Dataset:
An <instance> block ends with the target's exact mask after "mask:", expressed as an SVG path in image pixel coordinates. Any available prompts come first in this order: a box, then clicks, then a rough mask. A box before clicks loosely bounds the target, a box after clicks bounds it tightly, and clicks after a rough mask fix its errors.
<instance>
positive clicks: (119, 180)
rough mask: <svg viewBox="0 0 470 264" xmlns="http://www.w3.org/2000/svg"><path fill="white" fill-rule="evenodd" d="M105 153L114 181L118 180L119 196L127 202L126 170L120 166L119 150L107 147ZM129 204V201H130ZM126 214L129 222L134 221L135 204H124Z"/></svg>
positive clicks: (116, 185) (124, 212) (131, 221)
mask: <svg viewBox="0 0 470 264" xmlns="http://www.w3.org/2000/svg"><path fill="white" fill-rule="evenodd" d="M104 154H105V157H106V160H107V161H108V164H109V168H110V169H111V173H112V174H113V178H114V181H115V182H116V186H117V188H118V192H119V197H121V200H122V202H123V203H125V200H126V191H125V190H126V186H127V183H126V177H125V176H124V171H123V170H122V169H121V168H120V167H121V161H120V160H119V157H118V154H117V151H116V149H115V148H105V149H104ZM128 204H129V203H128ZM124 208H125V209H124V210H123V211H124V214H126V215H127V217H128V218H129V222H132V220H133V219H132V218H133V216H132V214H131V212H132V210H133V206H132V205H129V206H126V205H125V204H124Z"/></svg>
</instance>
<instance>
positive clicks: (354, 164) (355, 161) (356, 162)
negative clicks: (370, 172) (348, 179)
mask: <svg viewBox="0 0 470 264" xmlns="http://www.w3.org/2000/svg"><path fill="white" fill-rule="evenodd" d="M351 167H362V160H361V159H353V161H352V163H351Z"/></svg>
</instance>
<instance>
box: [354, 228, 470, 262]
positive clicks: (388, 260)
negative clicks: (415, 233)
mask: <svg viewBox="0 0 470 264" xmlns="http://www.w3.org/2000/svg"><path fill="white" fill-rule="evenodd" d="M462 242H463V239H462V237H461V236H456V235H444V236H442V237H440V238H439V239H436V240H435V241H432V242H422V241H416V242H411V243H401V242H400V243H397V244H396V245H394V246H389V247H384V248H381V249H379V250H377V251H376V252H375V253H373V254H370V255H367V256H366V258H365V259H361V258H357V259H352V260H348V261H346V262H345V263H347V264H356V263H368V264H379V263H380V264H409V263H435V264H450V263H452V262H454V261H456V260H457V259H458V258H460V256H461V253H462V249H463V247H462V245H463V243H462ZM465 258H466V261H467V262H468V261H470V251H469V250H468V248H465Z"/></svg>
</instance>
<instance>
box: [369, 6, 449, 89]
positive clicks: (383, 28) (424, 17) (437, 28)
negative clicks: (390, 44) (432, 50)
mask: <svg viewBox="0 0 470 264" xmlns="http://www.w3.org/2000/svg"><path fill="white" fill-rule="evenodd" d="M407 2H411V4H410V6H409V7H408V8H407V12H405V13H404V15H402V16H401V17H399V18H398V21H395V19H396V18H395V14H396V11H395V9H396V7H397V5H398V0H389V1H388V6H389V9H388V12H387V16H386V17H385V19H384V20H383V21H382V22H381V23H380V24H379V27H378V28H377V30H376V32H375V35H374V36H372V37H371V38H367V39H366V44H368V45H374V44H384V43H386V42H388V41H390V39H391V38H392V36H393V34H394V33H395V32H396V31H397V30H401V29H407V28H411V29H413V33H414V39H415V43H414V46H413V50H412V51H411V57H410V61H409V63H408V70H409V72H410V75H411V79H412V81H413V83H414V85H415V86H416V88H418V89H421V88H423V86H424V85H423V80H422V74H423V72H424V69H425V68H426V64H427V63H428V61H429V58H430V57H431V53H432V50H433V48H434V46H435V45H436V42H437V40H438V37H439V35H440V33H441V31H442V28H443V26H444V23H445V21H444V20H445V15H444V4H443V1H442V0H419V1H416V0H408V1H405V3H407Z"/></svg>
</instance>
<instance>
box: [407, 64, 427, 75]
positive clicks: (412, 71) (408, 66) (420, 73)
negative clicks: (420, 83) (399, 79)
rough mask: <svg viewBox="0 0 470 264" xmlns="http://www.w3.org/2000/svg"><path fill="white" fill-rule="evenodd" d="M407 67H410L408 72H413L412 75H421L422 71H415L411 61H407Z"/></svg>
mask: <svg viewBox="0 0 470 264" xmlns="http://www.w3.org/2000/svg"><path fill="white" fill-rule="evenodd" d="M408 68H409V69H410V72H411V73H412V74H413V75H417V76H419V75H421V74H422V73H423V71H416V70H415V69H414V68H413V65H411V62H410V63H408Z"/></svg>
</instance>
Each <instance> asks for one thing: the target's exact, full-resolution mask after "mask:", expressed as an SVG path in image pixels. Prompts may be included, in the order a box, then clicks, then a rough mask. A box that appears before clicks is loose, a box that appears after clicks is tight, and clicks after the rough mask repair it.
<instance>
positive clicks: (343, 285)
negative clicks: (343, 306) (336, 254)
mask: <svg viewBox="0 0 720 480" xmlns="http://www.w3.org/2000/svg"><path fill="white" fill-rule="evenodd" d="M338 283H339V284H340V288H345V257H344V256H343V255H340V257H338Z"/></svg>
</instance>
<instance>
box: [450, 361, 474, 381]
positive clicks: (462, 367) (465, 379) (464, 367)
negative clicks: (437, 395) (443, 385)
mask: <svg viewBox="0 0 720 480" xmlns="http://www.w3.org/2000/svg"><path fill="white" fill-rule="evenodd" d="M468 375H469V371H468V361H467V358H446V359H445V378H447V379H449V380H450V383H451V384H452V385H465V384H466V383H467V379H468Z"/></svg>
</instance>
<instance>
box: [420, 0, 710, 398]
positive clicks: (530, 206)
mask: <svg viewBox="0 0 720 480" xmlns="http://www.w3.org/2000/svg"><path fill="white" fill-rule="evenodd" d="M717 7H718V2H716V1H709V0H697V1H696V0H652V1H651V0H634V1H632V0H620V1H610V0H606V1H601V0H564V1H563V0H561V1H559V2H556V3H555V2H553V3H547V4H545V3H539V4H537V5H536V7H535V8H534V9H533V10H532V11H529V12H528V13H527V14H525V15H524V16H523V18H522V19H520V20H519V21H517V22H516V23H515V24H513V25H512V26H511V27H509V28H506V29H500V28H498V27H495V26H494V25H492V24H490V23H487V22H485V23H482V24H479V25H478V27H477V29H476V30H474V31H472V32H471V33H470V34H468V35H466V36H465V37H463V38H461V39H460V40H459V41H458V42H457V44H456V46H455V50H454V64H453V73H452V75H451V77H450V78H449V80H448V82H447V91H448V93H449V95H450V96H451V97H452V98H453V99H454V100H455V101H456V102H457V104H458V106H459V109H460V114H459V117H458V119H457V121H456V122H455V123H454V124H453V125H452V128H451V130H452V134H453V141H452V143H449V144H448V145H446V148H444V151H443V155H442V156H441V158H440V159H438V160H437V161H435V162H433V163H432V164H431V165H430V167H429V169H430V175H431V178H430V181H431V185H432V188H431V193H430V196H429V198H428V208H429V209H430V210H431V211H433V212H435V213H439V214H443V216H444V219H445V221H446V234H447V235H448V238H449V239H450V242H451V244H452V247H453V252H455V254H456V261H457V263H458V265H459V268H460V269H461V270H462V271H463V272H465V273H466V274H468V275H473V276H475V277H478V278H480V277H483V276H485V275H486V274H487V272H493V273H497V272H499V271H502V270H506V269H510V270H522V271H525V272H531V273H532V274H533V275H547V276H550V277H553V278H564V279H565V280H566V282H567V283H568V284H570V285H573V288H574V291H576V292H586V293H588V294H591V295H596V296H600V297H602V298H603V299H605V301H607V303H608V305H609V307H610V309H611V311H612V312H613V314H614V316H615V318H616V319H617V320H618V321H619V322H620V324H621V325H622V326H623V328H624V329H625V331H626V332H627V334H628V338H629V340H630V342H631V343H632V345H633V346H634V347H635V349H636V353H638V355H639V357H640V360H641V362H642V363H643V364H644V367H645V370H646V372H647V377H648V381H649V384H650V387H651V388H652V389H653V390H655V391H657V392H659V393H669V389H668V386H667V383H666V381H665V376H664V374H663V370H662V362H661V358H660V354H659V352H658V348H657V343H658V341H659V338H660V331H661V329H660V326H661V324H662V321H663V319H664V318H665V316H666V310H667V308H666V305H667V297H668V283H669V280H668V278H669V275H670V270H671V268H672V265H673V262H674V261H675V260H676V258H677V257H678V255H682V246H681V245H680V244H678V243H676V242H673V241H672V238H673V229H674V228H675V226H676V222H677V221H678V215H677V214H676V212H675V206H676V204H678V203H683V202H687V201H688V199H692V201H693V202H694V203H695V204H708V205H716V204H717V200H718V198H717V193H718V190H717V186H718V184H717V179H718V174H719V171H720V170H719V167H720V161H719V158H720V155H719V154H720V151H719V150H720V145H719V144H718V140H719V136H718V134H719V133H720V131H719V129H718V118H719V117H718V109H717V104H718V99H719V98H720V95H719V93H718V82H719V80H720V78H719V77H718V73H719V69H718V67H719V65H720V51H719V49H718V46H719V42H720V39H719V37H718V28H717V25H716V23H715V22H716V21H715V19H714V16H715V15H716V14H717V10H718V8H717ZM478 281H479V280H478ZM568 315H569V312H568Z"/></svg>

Activity: Pull out every line of the records that contains the word "order" and copy each one in full.

Solution to the exercise:
An <instance> block ends with the target's exact mask after "mask:", expressed as an SVG path in image pixel coordinates. Any available prompts come first in this order: a box, then clicks, then a rough mask. A box before clicks loosely bounds the target, a box after clicks bounds it tightly, and clicks after a rough mask fix its errors.
Each <instance> asks for one thing: the target's exact, full-resolution mask after "mask:", expressed as an SVG path in image pixels. Prompts may be included, in the order a box, then clicks, then a rough mask. A box that appears before clicks is loose, a box that appears after clicks is tight, and clicks after the rough mask repair it.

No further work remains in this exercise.